Consigne a: Compte combien de lignes des enregistrements contiennent la chaîne « jeep », en respectant les majuscules et les minuscules. Donne uniquement ce nombre.

Texte fourni:
Son vin ambassadeur : Isaure 2019
Sa distinction se perçoit dans le caractère profond et focalisé des arômes, ainsi que dans le toucher d’une texture très fraîche, ondulant avec grâce au gré d’un profil particulièrement ample. Pétri de franches saveurs d’agrumes, d’où ressort celle de l’orange amère, son expression se laisse délecter au cœur de tendres concrétions minérales au goût salé.
Château du Galoupet
Son acquisition en 2019 par Moët Hennessy, la Division Vins & Spiritueux de LVMH, va placer cette « belle endormie » sur une trajectoire inédite et assurément dans la philosophie de son propriétaire. Il faut dire que les atouts de ce domaine situé sur la commune de La Londe-les-Maures ne manquent pas, à commencer par une tradition viticole dont les racines plongent jusqu’au Moyen-Age et une période contemporaine marquée par une gestion suivie sur plusieurs décennies. Par ailleurs, le site du vignoble est pour le moins exceptionnel, inscrit dans la haute hiérarchie des terroirs provençaux, celui des Côtes de Provence La Londe. A n’en pas douter, le projet de sa remise en valeur tiendra compte de cet environnement, par respect des enjeux sociétaux et, de toute évidence, pour préserver un écosystème bénéfique à son fruit. L’exigence qui préside cette destinée a poussé son nouveau propriétaire à faire l’impasse sur le millésime en cours. C’est dire combien sa reprise augure d’une grande ambition qui accréditera d’autant le label « Cru Classé de Provence. »

Consigne b: Recopie mot pour mot, dans le texte fourni ci-dessus, le passage qui va de « Son vin ambassadeur » jusqu'à « au goût salé. ».

Les enregistrements:
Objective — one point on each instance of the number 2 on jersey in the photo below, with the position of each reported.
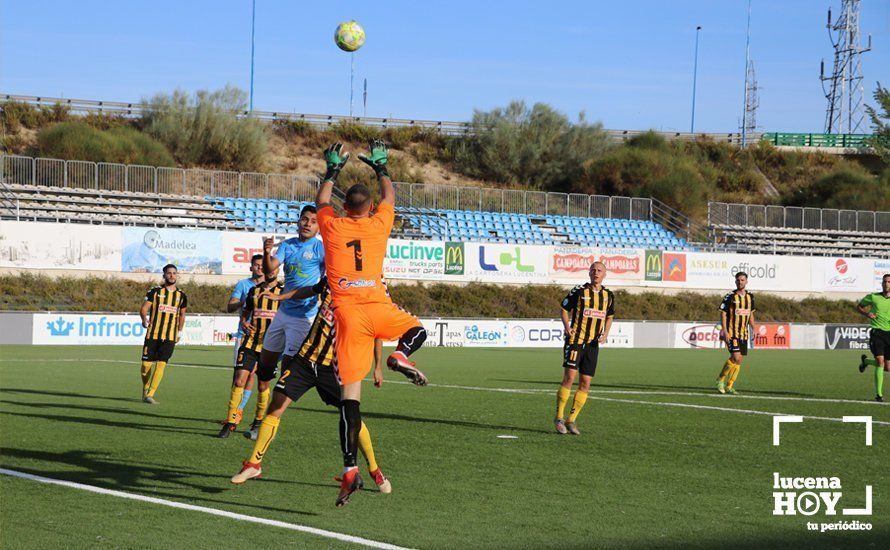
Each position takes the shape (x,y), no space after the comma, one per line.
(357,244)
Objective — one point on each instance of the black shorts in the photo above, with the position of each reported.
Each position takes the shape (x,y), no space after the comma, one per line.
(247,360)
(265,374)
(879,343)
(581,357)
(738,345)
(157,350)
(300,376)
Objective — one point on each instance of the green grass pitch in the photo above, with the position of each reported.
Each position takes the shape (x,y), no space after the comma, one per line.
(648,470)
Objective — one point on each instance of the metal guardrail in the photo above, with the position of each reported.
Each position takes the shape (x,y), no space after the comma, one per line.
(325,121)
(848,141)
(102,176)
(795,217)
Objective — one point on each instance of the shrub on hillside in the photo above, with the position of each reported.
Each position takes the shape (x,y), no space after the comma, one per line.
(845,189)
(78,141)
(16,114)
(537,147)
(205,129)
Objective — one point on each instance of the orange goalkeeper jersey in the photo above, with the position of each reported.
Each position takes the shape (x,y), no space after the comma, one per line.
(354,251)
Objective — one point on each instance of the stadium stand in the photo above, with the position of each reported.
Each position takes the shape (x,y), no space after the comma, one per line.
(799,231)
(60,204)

==

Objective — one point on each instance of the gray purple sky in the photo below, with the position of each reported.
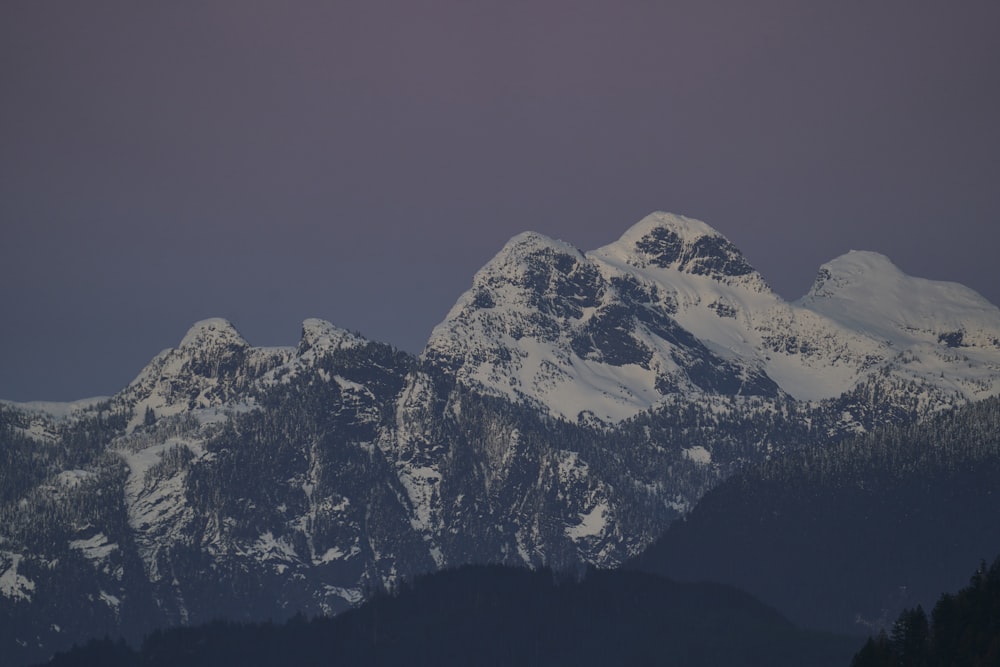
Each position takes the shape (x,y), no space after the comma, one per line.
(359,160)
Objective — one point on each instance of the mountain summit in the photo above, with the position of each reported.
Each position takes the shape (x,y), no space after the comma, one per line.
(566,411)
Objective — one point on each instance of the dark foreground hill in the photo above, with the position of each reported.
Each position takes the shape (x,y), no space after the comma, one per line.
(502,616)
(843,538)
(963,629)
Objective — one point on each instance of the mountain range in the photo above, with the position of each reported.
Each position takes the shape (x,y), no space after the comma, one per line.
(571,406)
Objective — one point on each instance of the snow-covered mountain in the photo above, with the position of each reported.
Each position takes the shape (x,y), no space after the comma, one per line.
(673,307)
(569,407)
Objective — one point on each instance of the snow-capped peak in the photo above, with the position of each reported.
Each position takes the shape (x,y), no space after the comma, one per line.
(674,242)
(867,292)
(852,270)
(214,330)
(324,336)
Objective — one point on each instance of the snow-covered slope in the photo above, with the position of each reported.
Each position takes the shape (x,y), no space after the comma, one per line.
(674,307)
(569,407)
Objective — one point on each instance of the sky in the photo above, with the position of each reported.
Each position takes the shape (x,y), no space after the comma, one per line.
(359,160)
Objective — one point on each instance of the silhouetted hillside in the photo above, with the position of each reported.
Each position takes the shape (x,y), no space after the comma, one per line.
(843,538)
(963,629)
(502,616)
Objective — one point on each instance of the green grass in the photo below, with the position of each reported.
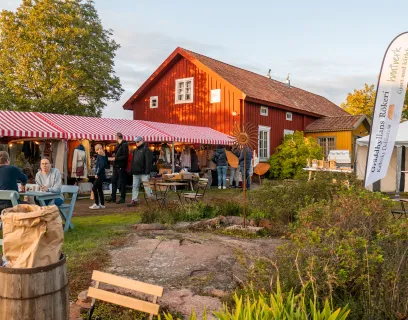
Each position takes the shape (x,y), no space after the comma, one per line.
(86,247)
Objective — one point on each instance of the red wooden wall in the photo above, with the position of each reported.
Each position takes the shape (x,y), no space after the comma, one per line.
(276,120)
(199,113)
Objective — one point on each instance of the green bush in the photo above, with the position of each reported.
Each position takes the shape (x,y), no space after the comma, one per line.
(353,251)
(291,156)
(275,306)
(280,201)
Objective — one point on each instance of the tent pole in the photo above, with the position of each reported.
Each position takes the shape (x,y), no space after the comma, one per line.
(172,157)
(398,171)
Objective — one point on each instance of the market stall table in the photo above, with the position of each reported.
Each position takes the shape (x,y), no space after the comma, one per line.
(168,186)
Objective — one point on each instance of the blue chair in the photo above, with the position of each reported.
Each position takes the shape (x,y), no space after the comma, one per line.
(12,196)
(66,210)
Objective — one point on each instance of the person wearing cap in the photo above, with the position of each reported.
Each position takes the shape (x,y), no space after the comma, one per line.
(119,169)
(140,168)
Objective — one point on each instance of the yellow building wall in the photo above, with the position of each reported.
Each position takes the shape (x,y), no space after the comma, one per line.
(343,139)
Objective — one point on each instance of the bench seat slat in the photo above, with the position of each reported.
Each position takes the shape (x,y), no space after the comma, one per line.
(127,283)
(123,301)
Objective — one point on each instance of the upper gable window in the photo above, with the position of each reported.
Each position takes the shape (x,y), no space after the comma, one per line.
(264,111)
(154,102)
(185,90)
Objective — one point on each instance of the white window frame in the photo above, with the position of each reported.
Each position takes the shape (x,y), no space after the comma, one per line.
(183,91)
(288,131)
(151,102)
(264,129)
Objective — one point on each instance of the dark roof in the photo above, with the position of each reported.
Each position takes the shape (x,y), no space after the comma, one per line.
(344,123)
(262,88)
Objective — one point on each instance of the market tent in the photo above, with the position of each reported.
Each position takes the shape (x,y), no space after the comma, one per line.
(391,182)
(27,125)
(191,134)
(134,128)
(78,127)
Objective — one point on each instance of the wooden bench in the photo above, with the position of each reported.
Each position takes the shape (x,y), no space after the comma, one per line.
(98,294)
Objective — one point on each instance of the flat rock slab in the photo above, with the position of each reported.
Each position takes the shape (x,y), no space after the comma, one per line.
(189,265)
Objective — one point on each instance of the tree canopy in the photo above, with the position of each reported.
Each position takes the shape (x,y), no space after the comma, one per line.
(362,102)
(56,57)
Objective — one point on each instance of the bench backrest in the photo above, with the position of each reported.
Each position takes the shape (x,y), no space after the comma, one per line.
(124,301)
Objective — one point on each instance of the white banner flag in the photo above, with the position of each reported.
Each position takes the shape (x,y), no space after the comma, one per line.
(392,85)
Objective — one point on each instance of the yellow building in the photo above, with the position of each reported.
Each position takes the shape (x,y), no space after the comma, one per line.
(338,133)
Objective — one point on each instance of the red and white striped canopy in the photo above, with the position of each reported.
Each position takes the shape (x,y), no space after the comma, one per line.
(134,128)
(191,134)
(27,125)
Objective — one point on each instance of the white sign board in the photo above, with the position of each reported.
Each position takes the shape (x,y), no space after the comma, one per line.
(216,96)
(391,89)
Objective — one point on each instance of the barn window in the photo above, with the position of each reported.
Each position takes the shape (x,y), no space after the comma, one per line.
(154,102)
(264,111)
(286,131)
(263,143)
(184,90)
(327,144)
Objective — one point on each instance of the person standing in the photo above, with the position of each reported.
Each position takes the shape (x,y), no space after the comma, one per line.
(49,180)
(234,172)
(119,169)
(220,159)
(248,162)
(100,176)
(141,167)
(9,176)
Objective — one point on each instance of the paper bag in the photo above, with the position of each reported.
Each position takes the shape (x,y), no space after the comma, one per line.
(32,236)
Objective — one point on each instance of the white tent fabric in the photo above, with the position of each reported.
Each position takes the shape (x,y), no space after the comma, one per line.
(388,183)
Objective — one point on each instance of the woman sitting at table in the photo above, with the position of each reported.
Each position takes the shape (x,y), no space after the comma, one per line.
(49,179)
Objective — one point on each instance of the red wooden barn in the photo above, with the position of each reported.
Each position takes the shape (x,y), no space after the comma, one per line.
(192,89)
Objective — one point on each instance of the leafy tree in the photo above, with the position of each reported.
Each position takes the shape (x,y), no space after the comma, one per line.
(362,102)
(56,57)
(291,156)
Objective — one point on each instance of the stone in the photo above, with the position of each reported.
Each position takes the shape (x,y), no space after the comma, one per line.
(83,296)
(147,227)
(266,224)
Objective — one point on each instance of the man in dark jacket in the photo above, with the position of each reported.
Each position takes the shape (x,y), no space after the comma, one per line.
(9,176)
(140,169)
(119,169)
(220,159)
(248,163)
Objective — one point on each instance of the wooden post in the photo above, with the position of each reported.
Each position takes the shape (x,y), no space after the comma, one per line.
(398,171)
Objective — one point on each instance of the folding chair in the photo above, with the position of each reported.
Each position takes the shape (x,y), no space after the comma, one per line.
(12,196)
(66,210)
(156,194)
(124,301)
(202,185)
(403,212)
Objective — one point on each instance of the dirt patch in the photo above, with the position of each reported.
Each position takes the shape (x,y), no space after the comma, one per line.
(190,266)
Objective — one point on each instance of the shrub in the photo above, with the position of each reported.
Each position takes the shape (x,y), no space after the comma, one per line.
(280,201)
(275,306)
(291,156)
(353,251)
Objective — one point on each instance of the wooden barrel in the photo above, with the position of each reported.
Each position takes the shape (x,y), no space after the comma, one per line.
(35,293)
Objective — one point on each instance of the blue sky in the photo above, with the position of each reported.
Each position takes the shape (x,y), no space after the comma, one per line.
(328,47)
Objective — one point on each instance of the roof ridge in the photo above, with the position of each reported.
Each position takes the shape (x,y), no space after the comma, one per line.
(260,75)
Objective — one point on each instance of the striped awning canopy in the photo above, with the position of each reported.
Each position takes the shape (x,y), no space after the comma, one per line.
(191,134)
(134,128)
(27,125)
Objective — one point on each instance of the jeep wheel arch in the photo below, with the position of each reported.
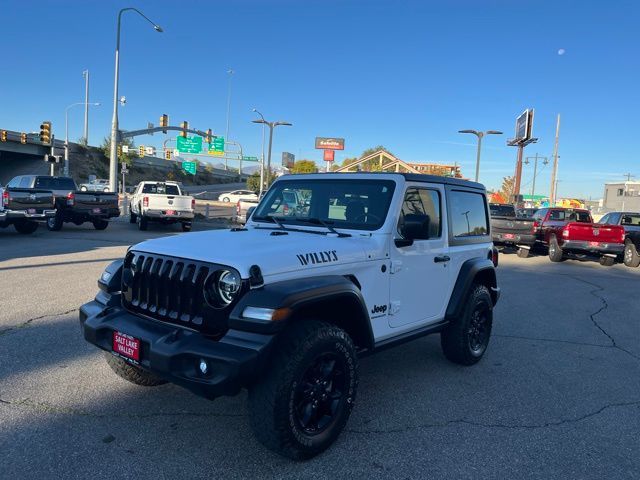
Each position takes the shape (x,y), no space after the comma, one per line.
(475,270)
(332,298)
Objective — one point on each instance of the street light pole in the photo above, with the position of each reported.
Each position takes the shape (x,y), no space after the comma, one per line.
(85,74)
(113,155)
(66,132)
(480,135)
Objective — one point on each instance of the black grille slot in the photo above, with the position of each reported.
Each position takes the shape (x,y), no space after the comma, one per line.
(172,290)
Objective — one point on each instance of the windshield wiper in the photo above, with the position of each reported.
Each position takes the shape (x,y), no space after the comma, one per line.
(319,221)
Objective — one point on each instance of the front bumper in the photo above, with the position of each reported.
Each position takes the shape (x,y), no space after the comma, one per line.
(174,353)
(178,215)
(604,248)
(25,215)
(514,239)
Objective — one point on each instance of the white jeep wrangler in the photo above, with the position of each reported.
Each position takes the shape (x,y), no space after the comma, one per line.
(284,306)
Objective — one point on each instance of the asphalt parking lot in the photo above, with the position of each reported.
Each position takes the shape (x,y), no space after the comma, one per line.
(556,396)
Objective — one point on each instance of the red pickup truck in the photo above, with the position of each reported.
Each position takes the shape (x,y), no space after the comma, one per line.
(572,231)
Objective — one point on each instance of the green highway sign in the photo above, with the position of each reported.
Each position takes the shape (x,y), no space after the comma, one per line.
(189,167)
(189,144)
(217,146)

Réponse complète a: 2

Réponse complète b:
Son vin ambassadeur : Isaure 2019
Sa distinction se perçoit dans le caractère profond et focalisé des arômes, ainsi que dans le toucher d’une texture très fraîche, ondulant avec grâce au gré d’un profil particulièrement ample. Pétri de franches saveurs d’agrumes, d’où ressort celle de l’orange amère, son expression se laisse délecter au cœur de tendres concrétions minérales au goût salé.